GIVEN TEXT =
[Begin]
BP remained in business in Vietnam, running its original gas-to-power operation from Block 6.1. But then, in July 2010, Tony Hayward's Gulf of Mexico bonanza turned into a disaster. The company suddenly needed $30 billion to pay compensation after the Deepwater Horizon explosion and spill. On 18 October 2010 BP sold its interests in Vietnam and Venezuela to its Russian joint venture, TNK-BP, for a total of $1.8 billion. Perhaps it felt the Russians would be able to take the heat. BP had another mission for Luke Keller's steady hands. He was appointed Executive Vice-President of BP's Gulf Coast Restoration Organization – helping to clean up the mess. A few weeks before the sale, on 21 September 2010, Tony Hayward met Madame Fu Ying again. After her successes in London, she had been appointed China's Vice-Foreign Minister. Hayward brought his successor Bob Dudley. It was one of Hayward's last official duties for BP. Nine days later he was no longer Chief Executive.
[End]
STATED PROBLEM A =
Pull out every line of the rows that contains the string "pinwheel", treating uppercase and lowercase as different.
The passage on BP and the rows were taken from separate sources.

DATA FOR THIS EXERCISE =
[Begin]
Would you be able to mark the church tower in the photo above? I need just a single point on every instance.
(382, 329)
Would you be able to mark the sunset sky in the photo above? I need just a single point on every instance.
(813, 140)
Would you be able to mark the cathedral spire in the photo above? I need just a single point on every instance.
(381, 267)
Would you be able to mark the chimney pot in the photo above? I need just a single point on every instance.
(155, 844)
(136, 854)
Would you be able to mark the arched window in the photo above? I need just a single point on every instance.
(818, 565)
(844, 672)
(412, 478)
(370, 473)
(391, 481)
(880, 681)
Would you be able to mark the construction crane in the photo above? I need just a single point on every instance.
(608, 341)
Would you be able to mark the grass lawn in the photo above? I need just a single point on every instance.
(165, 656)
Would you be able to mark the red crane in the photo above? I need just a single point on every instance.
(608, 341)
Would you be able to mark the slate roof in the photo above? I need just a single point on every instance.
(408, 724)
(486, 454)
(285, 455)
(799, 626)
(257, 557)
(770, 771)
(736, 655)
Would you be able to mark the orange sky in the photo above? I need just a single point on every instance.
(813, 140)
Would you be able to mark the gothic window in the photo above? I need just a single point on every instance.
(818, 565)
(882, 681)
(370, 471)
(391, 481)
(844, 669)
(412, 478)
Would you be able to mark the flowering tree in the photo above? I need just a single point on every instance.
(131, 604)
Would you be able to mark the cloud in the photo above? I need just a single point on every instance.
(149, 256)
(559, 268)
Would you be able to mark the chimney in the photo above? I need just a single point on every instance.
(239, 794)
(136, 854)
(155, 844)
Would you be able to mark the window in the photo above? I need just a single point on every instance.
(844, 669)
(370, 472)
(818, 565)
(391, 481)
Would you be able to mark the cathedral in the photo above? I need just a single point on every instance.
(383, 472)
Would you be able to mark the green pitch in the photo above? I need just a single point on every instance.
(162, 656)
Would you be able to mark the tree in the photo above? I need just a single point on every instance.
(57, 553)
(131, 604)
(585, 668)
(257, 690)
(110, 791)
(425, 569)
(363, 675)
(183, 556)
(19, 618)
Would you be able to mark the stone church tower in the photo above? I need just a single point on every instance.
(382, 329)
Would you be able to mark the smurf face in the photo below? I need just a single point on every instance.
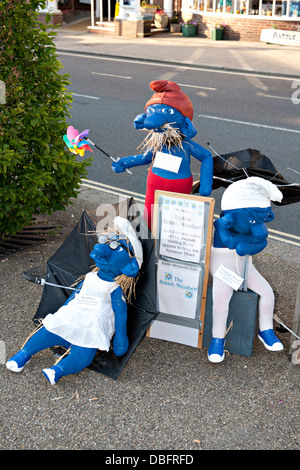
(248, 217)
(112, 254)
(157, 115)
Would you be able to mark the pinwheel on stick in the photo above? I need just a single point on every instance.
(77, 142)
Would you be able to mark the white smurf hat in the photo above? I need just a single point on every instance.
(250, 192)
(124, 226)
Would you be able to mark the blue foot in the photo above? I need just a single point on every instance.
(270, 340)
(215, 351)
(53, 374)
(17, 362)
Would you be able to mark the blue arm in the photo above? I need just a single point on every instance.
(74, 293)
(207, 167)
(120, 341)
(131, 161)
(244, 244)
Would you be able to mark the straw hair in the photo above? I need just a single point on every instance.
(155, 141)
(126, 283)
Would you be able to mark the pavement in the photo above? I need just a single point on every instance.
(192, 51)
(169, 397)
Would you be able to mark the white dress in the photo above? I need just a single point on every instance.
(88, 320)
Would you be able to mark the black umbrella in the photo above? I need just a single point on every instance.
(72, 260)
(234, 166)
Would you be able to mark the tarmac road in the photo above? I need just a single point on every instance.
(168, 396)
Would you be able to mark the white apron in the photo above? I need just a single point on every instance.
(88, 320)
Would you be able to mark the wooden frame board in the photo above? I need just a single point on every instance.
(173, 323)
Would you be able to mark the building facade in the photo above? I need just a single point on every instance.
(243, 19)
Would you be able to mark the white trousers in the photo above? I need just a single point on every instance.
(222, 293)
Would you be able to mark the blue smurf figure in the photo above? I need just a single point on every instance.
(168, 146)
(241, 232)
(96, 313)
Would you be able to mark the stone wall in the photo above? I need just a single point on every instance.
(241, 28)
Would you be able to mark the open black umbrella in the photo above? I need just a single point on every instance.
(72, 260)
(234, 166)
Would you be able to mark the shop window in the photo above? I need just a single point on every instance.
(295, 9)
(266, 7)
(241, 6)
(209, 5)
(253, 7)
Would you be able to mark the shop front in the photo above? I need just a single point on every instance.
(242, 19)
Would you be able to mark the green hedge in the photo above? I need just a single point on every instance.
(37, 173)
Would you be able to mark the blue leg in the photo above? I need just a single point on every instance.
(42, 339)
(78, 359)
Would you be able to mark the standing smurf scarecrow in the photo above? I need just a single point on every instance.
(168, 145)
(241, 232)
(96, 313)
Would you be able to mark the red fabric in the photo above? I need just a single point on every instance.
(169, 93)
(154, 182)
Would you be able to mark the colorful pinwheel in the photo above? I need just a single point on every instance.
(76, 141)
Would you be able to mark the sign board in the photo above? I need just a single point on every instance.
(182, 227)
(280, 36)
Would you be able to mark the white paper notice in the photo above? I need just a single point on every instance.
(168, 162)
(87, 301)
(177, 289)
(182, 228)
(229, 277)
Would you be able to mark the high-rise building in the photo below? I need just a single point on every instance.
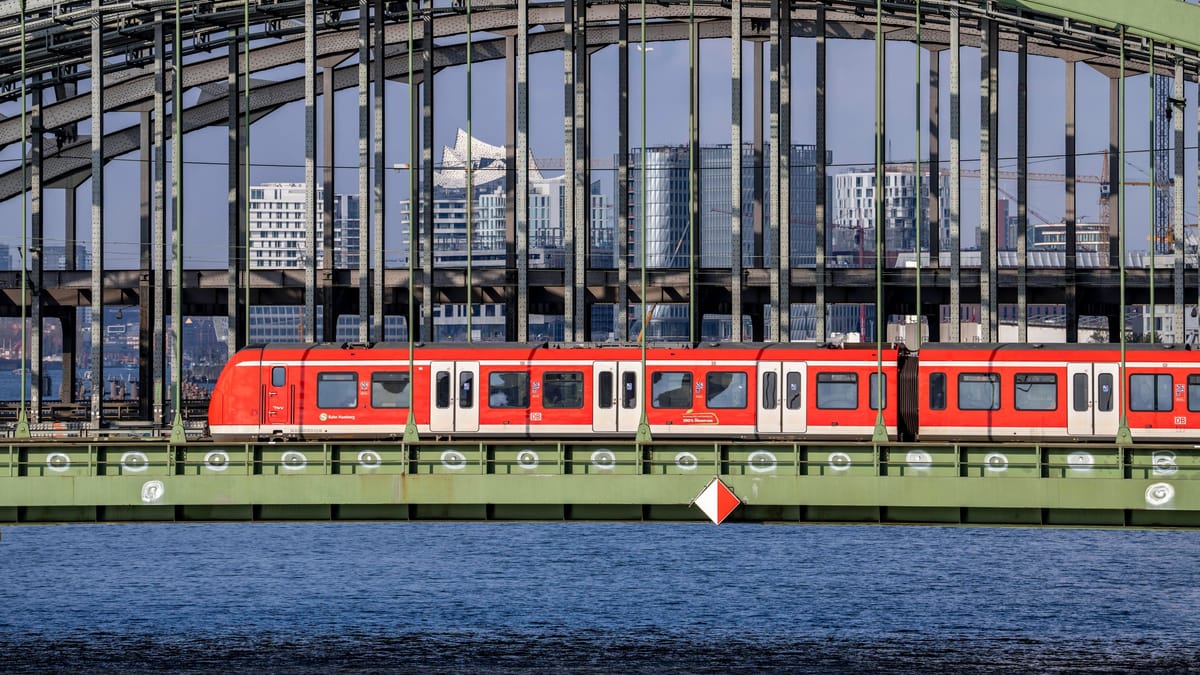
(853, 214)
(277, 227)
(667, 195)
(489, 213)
[End]
[Begin]
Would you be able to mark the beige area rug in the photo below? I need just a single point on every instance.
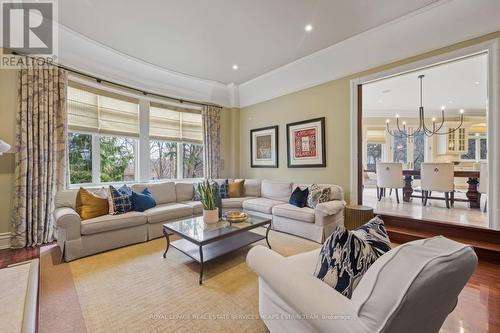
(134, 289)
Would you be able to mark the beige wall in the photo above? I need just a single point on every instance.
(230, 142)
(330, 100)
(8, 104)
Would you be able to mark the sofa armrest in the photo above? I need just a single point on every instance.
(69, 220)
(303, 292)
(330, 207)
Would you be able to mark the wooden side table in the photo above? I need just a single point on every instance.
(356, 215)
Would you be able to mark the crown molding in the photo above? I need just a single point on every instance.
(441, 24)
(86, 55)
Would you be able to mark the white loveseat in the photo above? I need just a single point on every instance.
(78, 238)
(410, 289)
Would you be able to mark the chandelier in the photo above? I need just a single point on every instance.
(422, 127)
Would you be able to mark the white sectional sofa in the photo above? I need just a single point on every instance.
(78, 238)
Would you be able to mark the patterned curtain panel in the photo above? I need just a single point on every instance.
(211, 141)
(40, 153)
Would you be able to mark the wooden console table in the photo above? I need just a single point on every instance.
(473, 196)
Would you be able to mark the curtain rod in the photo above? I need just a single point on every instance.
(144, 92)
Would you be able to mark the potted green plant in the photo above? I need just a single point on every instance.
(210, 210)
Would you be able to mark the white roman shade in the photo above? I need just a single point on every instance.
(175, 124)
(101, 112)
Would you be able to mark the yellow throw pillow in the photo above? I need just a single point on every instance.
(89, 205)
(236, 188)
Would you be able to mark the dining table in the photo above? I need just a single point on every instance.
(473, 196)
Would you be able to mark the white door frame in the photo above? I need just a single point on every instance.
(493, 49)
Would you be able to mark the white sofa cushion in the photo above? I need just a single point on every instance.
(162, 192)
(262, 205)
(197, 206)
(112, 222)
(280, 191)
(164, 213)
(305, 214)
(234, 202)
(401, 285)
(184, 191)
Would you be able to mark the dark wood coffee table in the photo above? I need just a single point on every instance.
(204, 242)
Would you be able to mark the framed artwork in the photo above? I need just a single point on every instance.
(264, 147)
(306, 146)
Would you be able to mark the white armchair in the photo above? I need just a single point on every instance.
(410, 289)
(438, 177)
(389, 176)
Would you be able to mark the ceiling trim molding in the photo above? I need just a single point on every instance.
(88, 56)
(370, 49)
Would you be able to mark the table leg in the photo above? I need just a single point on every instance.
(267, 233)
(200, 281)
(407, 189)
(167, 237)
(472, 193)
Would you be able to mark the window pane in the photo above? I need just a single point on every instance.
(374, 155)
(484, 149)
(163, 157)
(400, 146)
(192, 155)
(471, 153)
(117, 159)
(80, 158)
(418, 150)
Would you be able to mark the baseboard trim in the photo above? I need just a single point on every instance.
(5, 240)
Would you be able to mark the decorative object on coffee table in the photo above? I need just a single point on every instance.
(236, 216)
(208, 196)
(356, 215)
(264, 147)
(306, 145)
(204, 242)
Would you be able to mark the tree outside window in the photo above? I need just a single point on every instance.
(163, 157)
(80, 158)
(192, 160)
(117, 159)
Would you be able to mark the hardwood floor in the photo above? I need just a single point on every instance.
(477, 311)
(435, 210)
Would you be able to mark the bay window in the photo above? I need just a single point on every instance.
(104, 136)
[End]
STATED PROBLEM B =
Write out the BP passage again word for word, in full.

CORRECT OUTPUT A =
Would you be able to mark the pinwheel on stick in the photo above? I need just a single point on every instance.
Would you be able to mark the colorful pinwheel in the photo above? I need just a single point on every instance.

CORRECT OUTPUT B =
BP remained in business in Vietnam, running its original gas-to-power operation from Block 6.1. But then, in July 2010, Tony Hayward's Gulf of Mexico bonanza turned into a disaster. The company suddenly needed $30 billion to pay compensation after the Deepwater Horizon explosion and spill. On 18 October 2010 BP sold its interests in Vietnam and Venezuela to its Russian joint venture, TNK-BP, for a total of $1.8 billion. Perhaps it felt the Russians would be able to take the heat. BP had another mission for Luke Keller's steady hands. He was appointed Executive Vice-President of BP's Gulf Coast Restoration Organization – helping to clean up the mess. A few weeks before the sale, on 21 September 2010, Tony Hayward met Madame Fu Ying again. After her successes in London, she had been appointed China's Vice-Foreign Minister. Hayward brought his successor Bob Dudley. It was one of Hayward's last official duties for BP. Nine days later he was no longer Chief Executive.